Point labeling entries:
^^^^^^^^^^^^^^^^

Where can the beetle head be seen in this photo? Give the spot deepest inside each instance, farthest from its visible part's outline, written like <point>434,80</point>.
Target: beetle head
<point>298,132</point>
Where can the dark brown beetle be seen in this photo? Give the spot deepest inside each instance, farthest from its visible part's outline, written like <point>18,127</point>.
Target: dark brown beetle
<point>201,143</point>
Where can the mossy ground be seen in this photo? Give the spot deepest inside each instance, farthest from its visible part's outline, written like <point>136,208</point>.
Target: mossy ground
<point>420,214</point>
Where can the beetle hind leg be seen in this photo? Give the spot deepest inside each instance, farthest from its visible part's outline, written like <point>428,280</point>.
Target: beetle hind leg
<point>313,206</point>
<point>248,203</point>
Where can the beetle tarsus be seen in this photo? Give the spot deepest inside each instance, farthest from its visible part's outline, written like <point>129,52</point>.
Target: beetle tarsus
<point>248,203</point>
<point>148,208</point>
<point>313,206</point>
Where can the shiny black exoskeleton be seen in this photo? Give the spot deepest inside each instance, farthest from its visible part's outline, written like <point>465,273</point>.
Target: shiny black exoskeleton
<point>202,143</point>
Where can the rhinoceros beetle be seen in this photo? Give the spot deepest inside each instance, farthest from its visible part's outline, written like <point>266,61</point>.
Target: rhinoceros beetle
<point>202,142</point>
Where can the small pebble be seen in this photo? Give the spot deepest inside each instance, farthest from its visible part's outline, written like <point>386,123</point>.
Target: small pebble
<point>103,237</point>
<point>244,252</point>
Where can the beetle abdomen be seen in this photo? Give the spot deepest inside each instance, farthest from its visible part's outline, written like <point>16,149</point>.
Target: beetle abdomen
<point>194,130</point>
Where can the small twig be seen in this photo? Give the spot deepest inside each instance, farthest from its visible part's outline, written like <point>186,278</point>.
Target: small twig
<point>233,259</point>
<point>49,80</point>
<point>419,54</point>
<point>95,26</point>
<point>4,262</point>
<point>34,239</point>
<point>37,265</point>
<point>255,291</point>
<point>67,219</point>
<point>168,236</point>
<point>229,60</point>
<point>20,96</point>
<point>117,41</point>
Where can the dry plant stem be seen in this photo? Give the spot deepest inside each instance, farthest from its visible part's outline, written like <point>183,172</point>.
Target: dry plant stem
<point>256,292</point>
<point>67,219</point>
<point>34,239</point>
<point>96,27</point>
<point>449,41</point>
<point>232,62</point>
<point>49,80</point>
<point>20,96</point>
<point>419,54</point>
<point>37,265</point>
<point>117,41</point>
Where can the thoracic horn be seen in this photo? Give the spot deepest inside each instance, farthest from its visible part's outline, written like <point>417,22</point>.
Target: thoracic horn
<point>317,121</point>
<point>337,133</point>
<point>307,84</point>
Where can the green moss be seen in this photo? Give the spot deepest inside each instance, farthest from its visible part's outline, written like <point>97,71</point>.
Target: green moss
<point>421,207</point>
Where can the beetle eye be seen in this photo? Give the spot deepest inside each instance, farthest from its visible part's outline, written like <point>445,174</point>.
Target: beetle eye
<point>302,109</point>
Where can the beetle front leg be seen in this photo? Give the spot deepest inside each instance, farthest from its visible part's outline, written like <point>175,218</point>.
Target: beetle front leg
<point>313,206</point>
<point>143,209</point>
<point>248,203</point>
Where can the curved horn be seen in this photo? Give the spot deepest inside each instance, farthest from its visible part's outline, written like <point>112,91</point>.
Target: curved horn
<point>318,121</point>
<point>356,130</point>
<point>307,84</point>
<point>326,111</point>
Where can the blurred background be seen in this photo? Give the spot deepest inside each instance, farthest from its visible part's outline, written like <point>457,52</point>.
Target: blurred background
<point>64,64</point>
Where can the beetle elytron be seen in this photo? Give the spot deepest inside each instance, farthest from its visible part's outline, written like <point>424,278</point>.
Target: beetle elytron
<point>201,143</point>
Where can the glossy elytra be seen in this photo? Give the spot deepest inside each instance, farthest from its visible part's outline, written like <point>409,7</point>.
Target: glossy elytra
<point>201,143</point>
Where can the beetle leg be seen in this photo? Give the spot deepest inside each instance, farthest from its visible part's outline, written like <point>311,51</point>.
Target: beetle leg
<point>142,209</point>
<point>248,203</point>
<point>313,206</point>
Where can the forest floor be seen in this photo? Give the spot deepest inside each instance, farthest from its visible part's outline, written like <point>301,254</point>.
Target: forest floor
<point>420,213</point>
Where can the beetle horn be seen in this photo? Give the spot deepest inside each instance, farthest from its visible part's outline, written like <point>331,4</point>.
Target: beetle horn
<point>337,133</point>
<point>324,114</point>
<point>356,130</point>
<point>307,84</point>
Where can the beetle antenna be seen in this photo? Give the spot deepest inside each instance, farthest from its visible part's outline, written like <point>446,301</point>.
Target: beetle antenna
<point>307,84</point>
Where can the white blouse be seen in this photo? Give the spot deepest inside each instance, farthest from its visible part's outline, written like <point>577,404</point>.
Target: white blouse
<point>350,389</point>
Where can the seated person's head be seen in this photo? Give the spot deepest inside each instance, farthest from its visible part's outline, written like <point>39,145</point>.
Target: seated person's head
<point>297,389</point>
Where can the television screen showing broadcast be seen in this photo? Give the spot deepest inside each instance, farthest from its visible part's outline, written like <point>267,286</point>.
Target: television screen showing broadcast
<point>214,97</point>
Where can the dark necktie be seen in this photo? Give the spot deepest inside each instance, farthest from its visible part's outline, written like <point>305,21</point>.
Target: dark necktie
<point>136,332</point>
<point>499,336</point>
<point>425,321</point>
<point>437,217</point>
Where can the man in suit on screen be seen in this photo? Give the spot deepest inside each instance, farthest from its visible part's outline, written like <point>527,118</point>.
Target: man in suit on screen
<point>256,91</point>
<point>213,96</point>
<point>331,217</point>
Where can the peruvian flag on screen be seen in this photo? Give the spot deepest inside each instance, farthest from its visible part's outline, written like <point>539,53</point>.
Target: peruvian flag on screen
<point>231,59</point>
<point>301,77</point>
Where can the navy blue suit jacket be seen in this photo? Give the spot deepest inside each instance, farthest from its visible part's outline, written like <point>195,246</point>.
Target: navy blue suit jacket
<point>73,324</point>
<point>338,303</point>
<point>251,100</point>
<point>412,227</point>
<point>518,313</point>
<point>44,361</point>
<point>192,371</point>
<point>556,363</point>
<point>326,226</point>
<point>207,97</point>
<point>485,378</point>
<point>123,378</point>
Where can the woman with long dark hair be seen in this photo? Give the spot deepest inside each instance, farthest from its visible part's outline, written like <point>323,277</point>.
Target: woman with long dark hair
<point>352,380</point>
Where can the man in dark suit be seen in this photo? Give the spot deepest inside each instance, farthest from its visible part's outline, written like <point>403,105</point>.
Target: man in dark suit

^^^^^^^^^^^^^^^^

# Exercise:
Rewrite all of the entries, replacing every occurrence of "Target:" with "Object:" and leaving everything else unchanged.

# The answer:
Where can the beetle head be seen in this photo? Give the spot deepest inside each instance, farthest from its visible part's outline, written like <point>434,80</point>.
Object: beetle head
<point>298,132</point>
Where can the dark brown beetle be seen in this photo? Give the spot deepest inside each instance, farthest from its visible part's outline, written like <point>18,127</point>.
Object: dark brown beetle
<point>201,143</point>
Where can the mossy ground be seen in this photo? Give the spot deepest inside each instance, farthest from its visible part's outline, written like <point>136,208</point>.
Object: mossy ground
<point>420,214</point>
Where can the beetle hind leg be seen in this photo? Give the spot deepest inside each instance, farthest from its visible part's outline, written like <point>428,280</point>.
Object: beetle hind leg
<point>313,206</point>
<point>248,203</point>
Where can the beetle tarsus be seen in this photo? Give the spot deepest inside each instance, farthest from its visible part's outline, written like <point>129,52</point>.
Object: beetle tarsus
<point>248,203</point>
<point>148,208</point>
<point>313,206</point>
Where can the shiny black exoskeleton be seen in this photo? Give the spot deepest inside each instance, farthest from its visible part's outline, written like <point>465,273</point>.
Object: shiny black exoskeleton
<point>202,143</point>
Where can the rhinoceros beetle be seen in this photo? Give the spot deepest inside each instance, farthest from its visible part's outline, written like <point>266,61</point>.
Object: rhinoceros beetle
<point>202,142</point>
Where can the small pebble be seen in this photo? Give the spot deepest inside each instance, farthest from its visible part's outline, written like <point>386,123</point>.
Object: small pebble
<point>103,237</point>
<point>244,252</point>
Where can the beetle abdomen be seen in this photo? Give the spot deepest inside each instance, farthest from its visible part's outline, written like <point>16,149</point>.
Object: beetle abdomen
<point>194,130</point>
Where can the small twig be seen in this photo? Give the spot deepest inside each instance, farthest from its visible part's outline, written like <point>186,278</point>.
Object: small twig
<point>233,259</point>
<point>49,80</point>
<point>419,54</point>
<point>95,26</point>
<point>4,262</point>
<point>34,239</point>
<point>37,265</point>
<point>255,291</point>
<point>67,219</point>
<point>168,236</point>
<point>229,60</point>
<point>20,96</point>
<point>117,41</point>
Where can the dry plant stem be seen in this photo? Give the spot deepest inside each instance, farthest from its visible part's outline, written like <point>183,172</point>.
Object: dry plant stem
<point>256,292</point>
<point>67,219</point>
<point>34,239</point>
<point>96,27</point>
<point>449,41</point>
<point>232,62</point>
<point>49,80</point>
<point>20,96</point>
<point>419,54</point>
<point>37,265</point>
<point>117,41</point>
Where can the thoracic horn be seen in this photo? Give the spot deepest inside each instance, farthest from its visible part's outline, written like <point>417,22</point>.
Object: thoracic horn
<point>317,121</point>
<point>337,133</point>
<point>307,84</point>
Where can the green moss be seen in this photo? Give the spot deepest inside each instance, farthest from its visible part's outline, written like <point>97,71</point>.
Object: green moss
<point>421,207</point>
Where can the beetle eye be seen in this photo? Give the spot deepest inside each instance, farthest from its visible part's outline, written like <point>445,174</point>.
Object: beetle eye
<point>302,109</point>
Where can the beetle front leg be seen in this photo? Give the spot deepest inside each instance, farthest from its visible part's outline, written like <point>175,218</point>.
Object: beetle front leg
<point>313,206</point>
<point>143,209</point>
<point>248,203</point>
Where can the curved horn be seen in this photo? Give the spot deepest inside each instance, farthest from its visible part's outline, written like <point>112,91</point>.
Object: curved horn
<point>318,121</point>
<point>356,130</point>
<point>307,84</point>
<point>326,111</point>
Where can the blurred background be seen in this photo? Give the spot deepest inside each instance, farthest from its visible part's outline, written like <point>457,52</point>.
Object: blurred background
<point>64,64</point>
Where can the beetle elytron be seen in this photo? Give the spot deepest inside each instance, farthest from its visible part's outline, written like <point>424,278</point>.
Object: beetle elytron
<point>201,143</point>
Where can the glossy elytra be seen in this photo? Give the spot deepest inside each instance, farthest from its visible part's outline, written like <point>409,7</point>.
Object: glossy elytra
<point>201,143</point>
Where can the beetle leg be seen in this photo? Give the spot deepest inside each instance, farthest from its visible part's outline, written like <point>311,51</point>.
Object: beetle leg
<point>142,209</point>
<point>248,203</point>
<point>313,206</point>
Where can the forest floor be seen in this photo? Give the spot deepest inside each instance, farthest from its visible part's outline, written like <point>301,254</point>.
Object: forest floor
<point>420,213</point>
Where can the beetle horn be seen in this photo? Give the spot deepest inside each instance, farthest from its visible part's outline, written like <point>331,4</point>.
Object: beetle horn
<point>337,133</point>
<point>324,114</point>
<point>356,130</point>
<point>307,84</point>
Where can the beetle antenna be seen in this photo? Give the spot deepest inside each instance, farthest from its visible part's outline, written like <point>446,301</point>.
Object: beetle antenna
<point>307,84</point>
Where can the white blouse be seen in this photo? Give the spot deepest inside each instance, farthest from its visible part's outline, written like <point>577,404</point>.
Object: white blouse
<point>350,389</point>
Where can the seated person's head be seen in this photo? Give the spot deepest inside each instance, farthest from its visible part's outline, written like <point>39,145</point>.
Object: seated person's head
<point>297,389</point>
Where can the television screen showing broadcast be seen in this photo? Give the spot deepest inside each instance, farthest from its visible part's outline, written like <point>267,286</point>.
Object: television screen showing broadcast
<point>214,97</point>
Where can the dark necktie be seen in this photo? Give the spot deepest inside each instance, farthest from its visible part's outline, written like <point>305,21</point>.
Object: dark necktie
<point>136,332</point>
<point>499,336</point>
<point>425,321</point>
<point>437,217</point>
Where can the man in suit on screen be seen in this photo? Give the spot deepest inside each instance, farthest from its visible part's outline, written like <point>527,118</point>.
Object: man in suit on screen
<point>256,91</point>
<point>213,96</point>
<point>331,217</point>
Where can the peruvian flag on screen be seen in this photo? Give the spot deepest inside each instance, farthest from its visible part's outline, written like <point>539,53</point>.
Object: peruvian flag on screen
<point>231,59</point>
<point>301,77</point>
Where can the navy blue suit jacket be seen in this photo? Give the spot deepest inside each instance, farthest from its visible part's outline, written like <point>195,246</point>.
Object: navy blue suit jacket
<point>73,324</point>
<point>338,303</point>
<point>251,100</point>
<point>412,227</point>
<point>518,313</point>
<point>44,361</point>
<point>192,371</point>
<point>556,363</point>
<point>326,226</point>
<point>207,97</point>
<point>485,378</point>
<point>123,378</point>
Where can the woman with long dark hair be seen in this photo? Give the spot deepest inside each instance, farthest from its visible part's outline, written like <point>323,277</point>.
Object: woman with long dark hair
<point>352,380</point>
Where can the man in dark suit be seen in this photo? Give the spot deepest inside each instance, farthest from its visible part's outline, written like <point>403,105</point>.
Object: man in dark suit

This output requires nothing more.